Last month she launched a GoFundMe in an emotional appeal. It had raised over $38,000 at the time of writing.
Jack has had plenty of detractors and supporters since she was withdrawn from the Australian squad at the 2019 World Championship before it was revealed she had failed a drug test.
Campbell has stood by Jack's side since she and the rest of the Australian team were told after the start of meet
The news erupted after 400m men's freestyle swimmer Mack Horton refused to stand on the podium next to Chinese swimmer Sun Yang.
Sun served a three month doping suspension in 2014 but was accused of destroying a blood vial with a hammer when collectors visited his home in September 2018.
He has since been found guilty but had the eight-year sentence overturned on appeal and while he hasn't been cleared as he will need to face a new CAS panel in the future.
But Campbell revealed Jack has had some dark times.

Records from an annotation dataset
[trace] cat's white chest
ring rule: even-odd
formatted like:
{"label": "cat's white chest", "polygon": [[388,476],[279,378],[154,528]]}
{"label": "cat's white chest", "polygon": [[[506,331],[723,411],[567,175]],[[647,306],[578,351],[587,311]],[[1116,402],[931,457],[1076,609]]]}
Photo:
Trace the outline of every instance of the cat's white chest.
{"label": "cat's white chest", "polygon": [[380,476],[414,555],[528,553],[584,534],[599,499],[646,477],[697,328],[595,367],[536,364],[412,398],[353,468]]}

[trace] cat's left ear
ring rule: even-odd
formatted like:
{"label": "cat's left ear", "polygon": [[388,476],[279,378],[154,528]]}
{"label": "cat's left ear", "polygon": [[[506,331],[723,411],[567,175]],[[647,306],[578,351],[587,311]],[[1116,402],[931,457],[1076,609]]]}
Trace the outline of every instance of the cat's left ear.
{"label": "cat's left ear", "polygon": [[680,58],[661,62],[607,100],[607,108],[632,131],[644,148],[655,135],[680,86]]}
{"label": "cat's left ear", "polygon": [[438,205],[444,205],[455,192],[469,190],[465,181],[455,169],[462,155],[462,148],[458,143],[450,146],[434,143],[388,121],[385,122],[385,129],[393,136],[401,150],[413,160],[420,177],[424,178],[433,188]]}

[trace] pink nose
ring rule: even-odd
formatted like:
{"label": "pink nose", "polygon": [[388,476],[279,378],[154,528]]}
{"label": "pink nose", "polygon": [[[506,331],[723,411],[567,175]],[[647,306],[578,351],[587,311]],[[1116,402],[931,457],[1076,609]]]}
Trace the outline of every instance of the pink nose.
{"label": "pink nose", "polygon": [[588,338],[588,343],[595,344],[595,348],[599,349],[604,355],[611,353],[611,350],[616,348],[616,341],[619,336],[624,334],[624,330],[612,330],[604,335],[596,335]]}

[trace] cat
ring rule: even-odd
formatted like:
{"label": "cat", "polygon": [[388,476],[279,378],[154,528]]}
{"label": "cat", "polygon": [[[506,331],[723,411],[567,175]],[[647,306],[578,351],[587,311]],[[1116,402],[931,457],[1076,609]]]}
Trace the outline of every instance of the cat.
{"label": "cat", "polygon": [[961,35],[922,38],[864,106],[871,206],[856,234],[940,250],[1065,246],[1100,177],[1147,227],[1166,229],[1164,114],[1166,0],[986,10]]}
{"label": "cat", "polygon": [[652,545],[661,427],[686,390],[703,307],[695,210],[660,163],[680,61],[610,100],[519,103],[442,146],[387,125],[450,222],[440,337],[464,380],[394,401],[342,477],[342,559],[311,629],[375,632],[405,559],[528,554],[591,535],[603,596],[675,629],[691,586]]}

▶ [Short task]: Continue the swimming news excerpt from its last sentence.

▶ [Response for this exercise]:
"I've been very upset by this whole thing by how Shayna has been treated," she began. "She said, 'Cate, I'm so lucky that I'm not the type of person who particularly cares what people say about me, because if I did, I wouldn't be alive right now'," Campbell revealed.
"I have received a bit of backlash for supporting Shayna. However, I believe that it's the right thing to do. What really scares me about this situation is that I believe it could have happened to me. This case has made me aware that it is possible for contamination to occur. I can support Shayna Jack and I can still have a zero tolerance for drugs in sport - both of those things are possible."
Jack, who admitted she was "angry with the world" in the midst of the fight for her career said she felt she needed to stand up for other athletes.
"I don't want other athletes to have to go through what I've been through," she said. "One day, someone's not going to get through it, and Sports Integrity and other organisations in the world are going to have blood on their hands."
Jack went to great lengths to show she wasn't involved in a systematic drug scheme with hair testing showing there was no long term use.
She also revealed there were only trace amount of drugs that were found in her system.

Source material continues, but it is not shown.